--- START Provided material ---

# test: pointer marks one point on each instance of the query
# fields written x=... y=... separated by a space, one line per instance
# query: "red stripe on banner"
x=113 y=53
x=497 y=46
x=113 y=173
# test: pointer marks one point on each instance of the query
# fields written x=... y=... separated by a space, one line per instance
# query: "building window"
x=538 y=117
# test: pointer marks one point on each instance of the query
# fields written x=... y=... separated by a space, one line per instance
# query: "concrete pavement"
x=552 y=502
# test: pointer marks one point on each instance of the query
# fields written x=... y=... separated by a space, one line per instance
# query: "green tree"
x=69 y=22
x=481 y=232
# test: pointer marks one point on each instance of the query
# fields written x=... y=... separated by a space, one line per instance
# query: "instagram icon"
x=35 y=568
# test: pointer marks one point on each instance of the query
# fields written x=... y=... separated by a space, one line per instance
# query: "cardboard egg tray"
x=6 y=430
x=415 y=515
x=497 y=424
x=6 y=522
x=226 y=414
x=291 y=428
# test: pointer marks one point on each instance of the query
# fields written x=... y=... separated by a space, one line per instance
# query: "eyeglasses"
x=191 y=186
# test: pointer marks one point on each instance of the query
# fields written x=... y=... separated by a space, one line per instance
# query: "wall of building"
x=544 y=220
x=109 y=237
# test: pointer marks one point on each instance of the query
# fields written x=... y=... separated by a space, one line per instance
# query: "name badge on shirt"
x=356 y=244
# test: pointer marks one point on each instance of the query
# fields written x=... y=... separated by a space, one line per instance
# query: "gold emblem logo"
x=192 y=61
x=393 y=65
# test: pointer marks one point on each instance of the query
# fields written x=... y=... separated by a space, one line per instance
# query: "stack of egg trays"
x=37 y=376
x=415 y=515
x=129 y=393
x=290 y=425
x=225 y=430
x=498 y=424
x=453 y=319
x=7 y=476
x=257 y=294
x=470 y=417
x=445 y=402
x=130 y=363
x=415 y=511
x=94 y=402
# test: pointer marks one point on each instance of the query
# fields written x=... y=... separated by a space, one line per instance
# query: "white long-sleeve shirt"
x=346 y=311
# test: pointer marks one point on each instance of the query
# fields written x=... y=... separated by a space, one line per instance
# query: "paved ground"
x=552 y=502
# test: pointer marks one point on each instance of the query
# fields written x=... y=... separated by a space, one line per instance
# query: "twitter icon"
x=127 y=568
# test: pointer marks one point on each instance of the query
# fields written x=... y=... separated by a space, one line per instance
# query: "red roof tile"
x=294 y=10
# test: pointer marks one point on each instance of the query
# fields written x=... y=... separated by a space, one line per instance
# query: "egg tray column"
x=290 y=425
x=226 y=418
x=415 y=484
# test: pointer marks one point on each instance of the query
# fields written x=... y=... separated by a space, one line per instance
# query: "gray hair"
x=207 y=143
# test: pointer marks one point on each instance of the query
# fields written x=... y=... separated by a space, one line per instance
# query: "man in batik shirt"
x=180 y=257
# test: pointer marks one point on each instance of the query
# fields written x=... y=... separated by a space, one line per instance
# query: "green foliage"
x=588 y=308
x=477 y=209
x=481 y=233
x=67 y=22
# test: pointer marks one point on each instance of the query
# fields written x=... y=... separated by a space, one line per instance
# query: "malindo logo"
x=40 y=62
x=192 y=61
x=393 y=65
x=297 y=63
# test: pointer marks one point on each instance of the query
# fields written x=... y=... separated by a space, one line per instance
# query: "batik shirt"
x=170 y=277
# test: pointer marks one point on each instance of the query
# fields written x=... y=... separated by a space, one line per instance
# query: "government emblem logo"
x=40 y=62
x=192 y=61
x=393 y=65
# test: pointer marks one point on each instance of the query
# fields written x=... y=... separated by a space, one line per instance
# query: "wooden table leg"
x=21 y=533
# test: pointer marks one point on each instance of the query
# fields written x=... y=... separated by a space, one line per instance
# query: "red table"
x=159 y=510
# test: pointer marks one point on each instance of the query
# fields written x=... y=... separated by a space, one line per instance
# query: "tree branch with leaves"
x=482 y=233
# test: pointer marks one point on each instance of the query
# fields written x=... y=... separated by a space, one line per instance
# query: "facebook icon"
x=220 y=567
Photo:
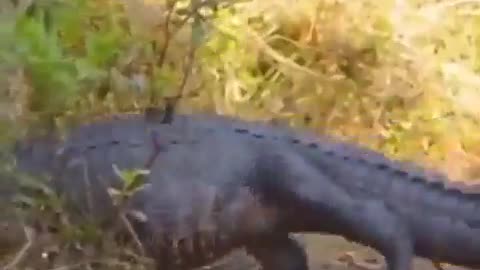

--- END Provided material ---

Copy every one of the records above word for word, but leave the pictures out.

Output of the exercise |
# test: pointer marks one point on each instance of the query
# fields written x=... y=... separated by a space, one line per instance
# query: "red stripe on banner"
x=113 y=53
x=497 y=46
x=113 y=173
# test: pointer marks one point on each instance of the query
# fields written x=... y=... separated by a space, one line per instance
# query: "building window"
x=538 y=117
# test: pointer marks one point on each instance of the query
# fields written x=... y=... separated by a space, one line per instance
# query: "concrete pavement"
x=552 y=502
# test: pointer marks one point on each instance of the query
# fields written x=... y=... separated by a space, one line per instance
# query: "green tree"
x=69 y=22
x=481 y=232
# test: pointer marks one point on each instance of the query
# fields written x=... y=... separated by a space, one line per instance
# query: "instagram icon"
x=35 y=568
# test: pointer marks one point on each instance of the query
# fields written x=... y=... separated by a space, one line per instance
# query: "cardboard egg tray"
x=6 y=430
x=415 y=515
x=497 y=424
x=6 y=522
x=226 y=414
x=291 y=428
# test: pointer marks one point on each instance of the query
# fields written x=... y=... separated by a space, one line per instance
# query: "eyeglasses"
x=191 y=186
# test: pointer marks one point on each instance of the query
# fields written x=... y=... separated by a space, one line per instance
# query: "wall of building"
x=544 y=220
x=109 y=237
# test: pointer marks one point on each instance of the query
# fields written x=... y=... separated by a space, one line per instance
# query: "name badge on shirt"
x=356 y=244
# test: pointer marks one point on each instance of the query
# fields written x=... y=... separated by a space, one line per instance
# query: "gold emblem logo"
x=192 y=61
x=393 y=65
# test: pointer marks one point on each instance of the query
# fields written x=... y=... separated by a space, one line per instance
# query: "stack of egg trays"
x=37 y=376
x=415 y=515
x=129 y=393
x=290 y=425
x=225 y=430
x=498 y=424
x=453 y=319
x=7 y=476
x=257 y=294
x=470 y=417
x=445 y=402
x=130 y=363
x=415 y=511
x=94 y=402
# test: pointer marks one point on each instance of the query
# fields written x=... y=... separated by a space, one line per instance
# query: "white long-sleeve shirt"
x=346 y=311
# test: pointer marks one point on each instance of the query
# fields written x=... y=... separated by a space, one line per instance
# query: "paved ground"
x=552 y=502
# test: pointer marks one point on each instance of the query
# fields written x=... y=... separated by a space, one line per instance
# query: "twitter icon"
x=127 y=568
# test: pointer marks one point on each instance of the query
# fields written x=... y=... separated by a space, one line per instance
# query: "red roof tile"
x=294 y=10
# test: pointer marks one point on each instance of the query
# fields written x=... y=... separated by a space, one line per instance
# query: "egg tray column"
x=290 y=425
x=226 y=418
x=415 y=484
# test: pointer marks one point on each instance of the query
# fields written x=... y=... separated by a space, one line per instance
# query: "gray hair"
x=207 y=143
# test: pointer marks one point on each instance of the query
# fields written x=... y=... separated by a space, one line per instance
# query: "man in batik shirt"
x=180 y=257
# test: pointer marks one point on each instance of the query
# fields written x=... y=... separated by a space, one line per instance
# query: "green foliage"
x=588 y=308
x=477 y=209
x=481 y=233
x=67 y=22
# test: pointer marks one point on each instance of the query
# fields written x=... y=... separated by a space, one line per instance
# query: "malindo logo"
x=40 y=62
x=192 y=61
x=393 y=65
x=297 y=63
# test: pointer marks one point on each instance of the query
# fields written x=... y=... separated by a space, one line per instance
# query: "batik shirt"
x=170 y=277
# test: pointer marks one point on each instance of the query
# fields written x=... y=... separated by a space, one line per instance
# query: "government emblem logo"
x=40 y=62
x=192 y=61
x=393 y=65
# test: pointer marks one point on each instance of the query
# fields written x=... y=... separated by a space, one line per instance
# query: "wooden table leg"
x=21 y=533
# test: pointer marks one point on each instance of the query
# fields written x=... y=... separated by a space, one line per instance
# query: "red table"
x=159 y=510
# test: pointer marks one point on each instance of the query
# fields written x=... y=... separated by a space, one line per instance
# query: "tree branch with leaves"
x=482 y=233
# test: pointer marks one point on each instance of the query
# fields written x=... y=... separated by a space, one line per instance
# query: "facebook icon"
x=220 y=567
Photo:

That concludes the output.